### WHAT NEEDS TO BE DONE
Return every line of the material below verbatim, in the same order and without any changes.

### RECORDS PROVIDED
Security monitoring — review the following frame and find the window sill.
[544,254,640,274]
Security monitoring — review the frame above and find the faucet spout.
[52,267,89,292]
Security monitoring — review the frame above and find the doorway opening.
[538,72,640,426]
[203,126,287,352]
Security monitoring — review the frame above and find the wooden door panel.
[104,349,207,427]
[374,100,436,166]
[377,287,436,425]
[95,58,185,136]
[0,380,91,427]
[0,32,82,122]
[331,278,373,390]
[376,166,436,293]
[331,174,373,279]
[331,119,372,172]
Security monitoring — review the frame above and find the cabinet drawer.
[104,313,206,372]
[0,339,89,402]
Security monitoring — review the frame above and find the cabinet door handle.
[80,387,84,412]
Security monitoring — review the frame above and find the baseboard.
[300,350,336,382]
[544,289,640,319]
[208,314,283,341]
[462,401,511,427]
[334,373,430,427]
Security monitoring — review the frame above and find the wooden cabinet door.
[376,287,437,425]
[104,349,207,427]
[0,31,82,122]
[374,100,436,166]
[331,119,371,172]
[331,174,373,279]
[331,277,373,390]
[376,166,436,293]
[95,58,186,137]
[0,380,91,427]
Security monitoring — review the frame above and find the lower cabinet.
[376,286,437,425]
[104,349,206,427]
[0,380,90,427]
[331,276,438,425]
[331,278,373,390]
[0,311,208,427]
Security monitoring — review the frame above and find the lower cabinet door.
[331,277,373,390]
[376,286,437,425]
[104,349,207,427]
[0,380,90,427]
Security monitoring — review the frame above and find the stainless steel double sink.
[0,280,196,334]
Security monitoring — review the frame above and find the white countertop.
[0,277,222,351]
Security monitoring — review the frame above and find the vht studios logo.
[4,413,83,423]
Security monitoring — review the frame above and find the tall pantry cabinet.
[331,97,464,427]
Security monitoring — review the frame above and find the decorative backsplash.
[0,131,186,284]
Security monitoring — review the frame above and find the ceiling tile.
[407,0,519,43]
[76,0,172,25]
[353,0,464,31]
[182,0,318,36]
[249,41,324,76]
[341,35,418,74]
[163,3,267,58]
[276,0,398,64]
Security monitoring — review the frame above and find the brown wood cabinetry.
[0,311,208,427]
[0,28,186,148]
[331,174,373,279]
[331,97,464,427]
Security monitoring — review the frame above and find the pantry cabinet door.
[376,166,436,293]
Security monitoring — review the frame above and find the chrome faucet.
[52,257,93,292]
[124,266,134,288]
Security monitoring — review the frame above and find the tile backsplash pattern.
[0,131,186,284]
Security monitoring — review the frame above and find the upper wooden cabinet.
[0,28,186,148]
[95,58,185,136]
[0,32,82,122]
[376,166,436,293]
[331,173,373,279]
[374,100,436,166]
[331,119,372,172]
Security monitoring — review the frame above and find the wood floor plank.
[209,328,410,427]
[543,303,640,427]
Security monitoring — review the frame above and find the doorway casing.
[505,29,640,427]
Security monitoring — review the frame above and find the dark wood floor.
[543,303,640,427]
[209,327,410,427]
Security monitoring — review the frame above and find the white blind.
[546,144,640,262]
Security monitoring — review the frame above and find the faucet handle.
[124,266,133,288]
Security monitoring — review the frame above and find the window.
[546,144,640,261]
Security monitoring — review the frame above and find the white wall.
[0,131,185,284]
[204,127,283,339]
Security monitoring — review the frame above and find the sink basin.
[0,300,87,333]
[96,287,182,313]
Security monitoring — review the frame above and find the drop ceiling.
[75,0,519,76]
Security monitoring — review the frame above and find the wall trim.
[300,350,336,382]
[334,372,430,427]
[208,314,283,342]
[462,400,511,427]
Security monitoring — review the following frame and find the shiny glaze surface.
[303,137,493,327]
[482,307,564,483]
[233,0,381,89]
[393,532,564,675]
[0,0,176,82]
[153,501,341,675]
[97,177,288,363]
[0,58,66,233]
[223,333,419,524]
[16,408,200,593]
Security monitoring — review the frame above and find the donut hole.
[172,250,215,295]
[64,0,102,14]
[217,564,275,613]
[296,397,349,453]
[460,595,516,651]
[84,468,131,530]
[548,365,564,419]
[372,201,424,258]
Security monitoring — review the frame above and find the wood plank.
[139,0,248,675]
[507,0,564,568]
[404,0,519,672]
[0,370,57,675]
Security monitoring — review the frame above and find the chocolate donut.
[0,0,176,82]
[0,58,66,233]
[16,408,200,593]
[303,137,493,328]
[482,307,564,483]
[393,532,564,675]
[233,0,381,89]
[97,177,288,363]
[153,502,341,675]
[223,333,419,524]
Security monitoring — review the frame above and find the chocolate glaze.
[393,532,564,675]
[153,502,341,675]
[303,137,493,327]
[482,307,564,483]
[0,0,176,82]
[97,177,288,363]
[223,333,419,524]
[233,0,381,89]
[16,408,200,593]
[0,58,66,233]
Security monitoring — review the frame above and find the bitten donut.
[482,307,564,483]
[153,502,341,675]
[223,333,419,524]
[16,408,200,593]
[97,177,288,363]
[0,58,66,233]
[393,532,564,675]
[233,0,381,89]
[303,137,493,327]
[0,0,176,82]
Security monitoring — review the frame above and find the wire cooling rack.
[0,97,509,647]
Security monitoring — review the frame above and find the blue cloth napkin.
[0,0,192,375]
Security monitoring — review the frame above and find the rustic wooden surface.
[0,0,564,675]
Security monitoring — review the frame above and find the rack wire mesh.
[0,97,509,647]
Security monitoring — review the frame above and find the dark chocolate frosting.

### EXERCISE ANSWER
Security monitoring — review the following frame and find the window sill.
[544,254,640,274]
Security monitoring — review the frame above and find the faucet spout.
[52,267,89,292]
Security monitoring — review the frame above and find the doorway opening.
[538,72,640,426]
[203,126,287,352]
Security monitoring — review the frame above and find the wooden door panel.
[104,349,207,427]
[374,100,436,166]
[377,287,436,425]
[95,58,185,136]
[0,380,91,427]
[0,32,82,122]
[331,278,373,390]
[376,166,436,293]
[331,174,373,279]
[331,119,372,172]
Security monitoring — review the frame above and find the cabinet drawer.
[104,313,206,372]
[0,339,89,402]
Security monitoring — review the frame above and find the cabinet door handle.
[80,387,84,412]
Security monitoring — review the frame above and find the baseboard.
[300,350,336,382]
[544,289,640,319]
[208,314,283,341]
[462,401,511,427]
[334,373,430,427]
Security monitoring — review the frame above and find the wooden cabinet door.
[376,287,437,425]
[104,349,207,427]
[0,31,82,122]
[374,100,436,166]
[331,119,371,172]
[331,174,373,279]
[331,277,373,390]
[376,166,436,293]
[95,58,186,137]
[0,380,91,427]
Security monitoring — review the frame above and find the lower cabinet.
[376,286,437,425]
[104,349,206,427]
[0,380,90,427]
[331,276,438,425]
[331,278,373,390]
[0,311,208,427]
Security monitoring — review the frame above and find the lower cabinet door.
[331,277,373,390]
[376,286,437,425]
[104,349,207,427]
[0,380,90,427]
Security monitoring — review the frame above and find the stainless steel double sink.
[0,280,196,334]
Security monitoring — review the frame above and find the white countertop.
[0,277,222,351]
Security monitoring — review the frame above and find the vht studios logo.
[4,413,83,423]
Security monitoring — review the frame above and find the tall pantry cabinet.
[331,97,464,427]
Security monitoring — review the frame above and find the decorative backsplash.
[0,131,186,284]
Security monitoring — review the frame above and find the ceiling tile.
[407,0,519,43]
[76,0,172,25]
[353,0,464,31]
[182,0,318,36]
[249,41,324,76]
[341,35,418,74]
[163,3,267,58]
[276,0,398,64]
Security monitoring — review the frame above and find the brown wood cabinetry.
[0,311,208,427]
[0,28,186,148]
[331,174,373,279]
[331,97,464,427]
Security monitoring — review the frame above and find the pantry cabinet door.
[376,166,436,293]
Security monitoring — review the frame above and find the chrome faucet.
[52,257,93,292]
[124,266,134,288]
Security monitoring — review the frame above and find the tile backsplash pattern.
[0,131,186,284]
Security monitoring — review the frame above and find the upper wooden cabinet.
[0,28,186,148]
[95,58,185,136]
[0,32,82,122]
[376,166,436,293]
[331,173,373,279]
[374,100,436,166]
[331,119,372,172]
Security monitoring — review the frame above and find the wood floor plank.
[209,328,410,427]
[543,303,640,427]
Security monitoring — review the frame above and find the doorway casing.
[505,29,640,427]
Security monitoring — review the frame above and find the dark wood floor.
[543,303,640,427]
[209,327,410,427]
Security monitoring — review the frame above and find the white blind.
[546,144,640,262]
Security monitoring — review the frame above and find the faucet handle.
[124,266,133,288]
Security monitoring — review the frame above and find the window.
[546,144,640,261]
Security monitoring — review the frame above and find the white wall.
[0,131,185,284]
[204,127,283,339]
Security monitoring — review the frame above and find the sink basin.
[0,300,87,333]
[96,287,182,313]
Security monitoring — review the frame above and find the drop ceiling.
[75,0,519,76]
Security monitoring — review the frame above and find the wall trim.
[300,350,336,382]
[334,372,430,427]
[208,314,283,342]
[462,400,511,427]
Security monitoring — review the following frame and find the shiny glaze surface.
[303,137,493,327]
[482,307,564,483]
[233,0,381,89]
[393,532,564,675]
[0,0,176,82]
[153,501,341,675]
[97,177,288,363]
[0,58,66,233]
[223,333,419,524]
[16,408,200,593]
Security monitoring — review the frame above and find the donut hole.
[172,250,215,295]
[64,0,102,14]
[217,564,275,613]
[296,397,349,453]
[460,595,516,651]
[84,468,131,530]
[548,365,564,419]
[372,201,424,258]
Security monitoring — review the frame above and find the wood plank.
[139,0,248,675]
[507,0,564,568]
[404,0,519,672]
[0,370,57,675]
Security monitoring — review the frame above and find the chocolate donut.
[0,0,176,82]
[0,58,66,233]
[16,408,200,593]
[303,137,493,328]
[482,307,564,483]
[393,532,564,675]
[233,0,381,89]
[97,177,288,363]
[153,502,341,675]
[223,333,419,524]
Security monitoring — review the frame above and find the chocolate glaze.
[393,532,564,675]
[153,502,341,675]
[303,137,493,327]
[482,307,564,483]
[0,0,176,82]
[97,177,288,363]
[223,333,419,524]
[233,0,381,89]
[16,408,200,593]
[0,58,66,233]
Security monitoring — review the frame above and find the bitten donut.
[482,307,564,483]
[153,502,341,675]
[223,333,419,524]
[16,408,200,593]
[97,177,288,363]
[0,58,66,233]
[393,532,564,675]
[233,0,381,89]
[303,137,493,327]
[0,0,176,82]
Security monitoring — review the frame above and find the wire cooling rack.
[0,97,509,647]
Security monitoring — review the frame above and find the blue cloth napkin.
[0,0,192,375]
Security monitoring — review the frame above and find the rustic wooden surface.
[0,0,564,675]
Security monitoring — review the frame above and find the rack wire mesh.
[0,97,509,647]
Security monitoring — review the frame above and find the dark chocolate frosting.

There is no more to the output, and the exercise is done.